--- STORED DATA ---

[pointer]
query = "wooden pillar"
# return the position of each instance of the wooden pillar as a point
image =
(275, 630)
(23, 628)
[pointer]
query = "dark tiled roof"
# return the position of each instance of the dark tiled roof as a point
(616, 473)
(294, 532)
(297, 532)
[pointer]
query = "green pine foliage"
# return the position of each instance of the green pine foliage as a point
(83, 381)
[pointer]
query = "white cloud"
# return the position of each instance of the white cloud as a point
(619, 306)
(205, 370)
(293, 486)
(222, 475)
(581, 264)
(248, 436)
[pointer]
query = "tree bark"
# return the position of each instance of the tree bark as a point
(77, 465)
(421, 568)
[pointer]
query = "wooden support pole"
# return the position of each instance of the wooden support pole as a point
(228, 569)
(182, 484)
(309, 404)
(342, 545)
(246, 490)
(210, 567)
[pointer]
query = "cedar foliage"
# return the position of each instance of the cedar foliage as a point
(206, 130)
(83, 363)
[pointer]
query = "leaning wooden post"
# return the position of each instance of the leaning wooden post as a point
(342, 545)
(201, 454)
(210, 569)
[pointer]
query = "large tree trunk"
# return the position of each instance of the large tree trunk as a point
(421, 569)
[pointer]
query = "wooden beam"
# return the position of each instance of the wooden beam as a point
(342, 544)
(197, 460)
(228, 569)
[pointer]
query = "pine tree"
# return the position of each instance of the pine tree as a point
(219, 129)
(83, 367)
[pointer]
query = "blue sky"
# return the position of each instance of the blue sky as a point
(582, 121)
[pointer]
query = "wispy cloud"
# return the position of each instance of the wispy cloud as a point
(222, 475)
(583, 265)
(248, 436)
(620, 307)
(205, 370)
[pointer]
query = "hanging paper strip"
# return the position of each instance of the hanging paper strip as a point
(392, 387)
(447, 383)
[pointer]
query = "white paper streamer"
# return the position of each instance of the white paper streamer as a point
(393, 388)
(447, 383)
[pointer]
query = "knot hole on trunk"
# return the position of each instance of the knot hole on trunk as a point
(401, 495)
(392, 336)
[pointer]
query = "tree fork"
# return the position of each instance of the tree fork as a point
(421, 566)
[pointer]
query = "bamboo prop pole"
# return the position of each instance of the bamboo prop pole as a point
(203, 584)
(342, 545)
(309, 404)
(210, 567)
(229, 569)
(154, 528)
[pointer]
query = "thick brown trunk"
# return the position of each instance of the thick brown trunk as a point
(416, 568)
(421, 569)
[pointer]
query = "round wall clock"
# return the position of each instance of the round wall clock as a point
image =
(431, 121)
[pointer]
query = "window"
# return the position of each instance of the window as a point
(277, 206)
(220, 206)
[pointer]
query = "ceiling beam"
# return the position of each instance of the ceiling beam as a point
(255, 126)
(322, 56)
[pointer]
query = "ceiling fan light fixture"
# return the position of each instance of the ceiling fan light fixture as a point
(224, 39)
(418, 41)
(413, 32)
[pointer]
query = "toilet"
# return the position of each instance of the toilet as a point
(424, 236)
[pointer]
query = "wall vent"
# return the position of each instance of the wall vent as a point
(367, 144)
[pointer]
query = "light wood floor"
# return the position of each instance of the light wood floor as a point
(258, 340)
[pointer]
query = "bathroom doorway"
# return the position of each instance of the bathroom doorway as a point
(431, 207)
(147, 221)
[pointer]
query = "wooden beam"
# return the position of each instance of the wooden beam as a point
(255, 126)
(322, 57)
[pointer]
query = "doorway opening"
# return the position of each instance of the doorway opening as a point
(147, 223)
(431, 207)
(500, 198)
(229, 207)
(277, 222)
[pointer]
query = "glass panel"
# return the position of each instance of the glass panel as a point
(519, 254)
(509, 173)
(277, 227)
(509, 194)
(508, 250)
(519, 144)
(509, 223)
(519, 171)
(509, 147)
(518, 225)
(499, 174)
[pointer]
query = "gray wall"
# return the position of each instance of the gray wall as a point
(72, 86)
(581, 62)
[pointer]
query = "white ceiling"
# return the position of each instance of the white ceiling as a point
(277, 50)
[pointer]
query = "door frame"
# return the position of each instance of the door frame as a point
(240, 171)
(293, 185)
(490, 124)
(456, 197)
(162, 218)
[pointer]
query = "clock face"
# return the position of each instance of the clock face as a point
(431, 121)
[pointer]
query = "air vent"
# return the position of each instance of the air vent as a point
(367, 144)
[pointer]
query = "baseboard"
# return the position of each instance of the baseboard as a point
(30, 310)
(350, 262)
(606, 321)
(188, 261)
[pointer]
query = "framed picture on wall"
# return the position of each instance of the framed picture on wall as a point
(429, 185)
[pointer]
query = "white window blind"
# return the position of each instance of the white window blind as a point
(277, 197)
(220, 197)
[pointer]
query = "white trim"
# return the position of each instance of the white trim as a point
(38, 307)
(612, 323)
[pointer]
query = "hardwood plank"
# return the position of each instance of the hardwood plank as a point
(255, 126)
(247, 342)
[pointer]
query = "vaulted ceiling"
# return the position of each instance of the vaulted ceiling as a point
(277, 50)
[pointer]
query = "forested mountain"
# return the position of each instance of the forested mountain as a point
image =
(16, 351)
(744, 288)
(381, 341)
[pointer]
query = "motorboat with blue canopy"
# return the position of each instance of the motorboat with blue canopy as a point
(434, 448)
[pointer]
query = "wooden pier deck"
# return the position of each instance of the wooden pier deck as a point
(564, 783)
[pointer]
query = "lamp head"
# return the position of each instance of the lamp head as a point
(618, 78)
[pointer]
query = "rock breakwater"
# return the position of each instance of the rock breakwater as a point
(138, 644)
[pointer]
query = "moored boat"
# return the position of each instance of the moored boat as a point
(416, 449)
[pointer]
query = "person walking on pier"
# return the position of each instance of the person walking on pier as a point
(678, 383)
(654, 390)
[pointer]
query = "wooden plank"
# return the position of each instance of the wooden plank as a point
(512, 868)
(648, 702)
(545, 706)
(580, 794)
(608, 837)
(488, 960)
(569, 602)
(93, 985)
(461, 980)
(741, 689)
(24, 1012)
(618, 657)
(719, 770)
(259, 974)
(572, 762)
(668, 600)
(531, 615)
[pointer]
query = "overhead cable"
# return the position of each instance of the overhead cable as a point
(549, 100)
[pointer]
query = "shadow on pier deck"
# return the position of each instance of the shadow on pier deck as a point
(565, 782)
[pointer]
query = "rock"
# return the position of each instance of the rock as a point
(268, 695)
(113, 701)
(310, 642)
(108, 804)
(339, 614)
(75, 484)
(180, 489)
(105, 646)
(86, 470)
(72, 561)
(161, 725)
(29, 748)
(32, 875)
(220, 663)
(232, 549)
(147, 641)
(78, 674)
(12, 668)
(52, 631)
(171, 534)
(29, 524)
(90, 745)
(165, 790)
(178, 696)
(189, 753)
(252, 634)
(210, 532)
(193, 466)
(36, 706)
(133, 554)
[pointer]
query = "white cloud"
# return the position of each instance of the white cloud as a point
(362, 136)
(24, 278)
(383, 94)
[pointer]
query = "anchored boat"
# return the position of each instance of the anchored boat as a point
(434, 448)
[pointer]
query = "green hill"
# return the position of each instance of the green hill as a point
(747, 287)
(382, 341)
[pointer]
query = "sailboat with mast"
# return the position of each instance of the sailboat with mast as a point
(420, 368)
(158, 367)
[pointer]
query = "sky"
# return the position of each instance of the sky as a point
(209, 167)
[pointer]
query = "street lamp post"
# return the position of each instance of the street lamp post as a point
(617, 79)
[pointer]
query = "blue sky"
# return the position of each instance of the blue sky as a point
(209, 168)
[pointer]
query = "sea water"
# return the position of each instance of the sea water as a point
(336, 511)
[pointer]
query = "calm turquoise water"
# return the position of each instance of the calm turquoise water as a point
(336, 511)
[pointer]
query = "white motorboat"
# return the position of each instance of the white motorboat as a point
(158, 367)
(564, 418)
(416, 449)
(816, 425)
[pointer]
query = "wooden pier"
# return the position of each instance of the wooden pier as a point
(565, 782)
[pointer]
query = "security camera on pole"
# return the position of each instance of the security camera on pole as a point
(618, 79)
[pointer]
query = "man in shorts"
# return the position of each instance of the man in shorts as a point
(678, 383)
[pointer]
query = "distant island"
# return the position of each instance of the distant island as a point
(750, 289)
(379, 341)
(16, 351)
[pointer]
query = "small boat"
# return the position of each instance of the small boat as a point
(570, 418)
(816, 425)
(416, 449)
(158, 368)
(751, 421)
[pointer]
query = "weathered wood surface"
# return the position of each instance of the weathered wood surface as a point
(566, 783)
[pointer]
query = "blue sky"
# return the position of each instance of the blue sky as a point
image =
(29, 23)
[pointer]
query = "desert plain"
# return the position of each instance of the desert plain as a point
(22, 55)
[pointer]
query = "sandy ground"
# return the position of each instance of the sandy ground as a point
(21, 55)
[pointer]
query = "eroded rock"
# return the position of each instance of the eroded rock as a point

---

Identify every line in the entries above that contains the string "pillar". Case counts.

query = "wooden pillar"
# return the position of each instance of the wooden pillar as a point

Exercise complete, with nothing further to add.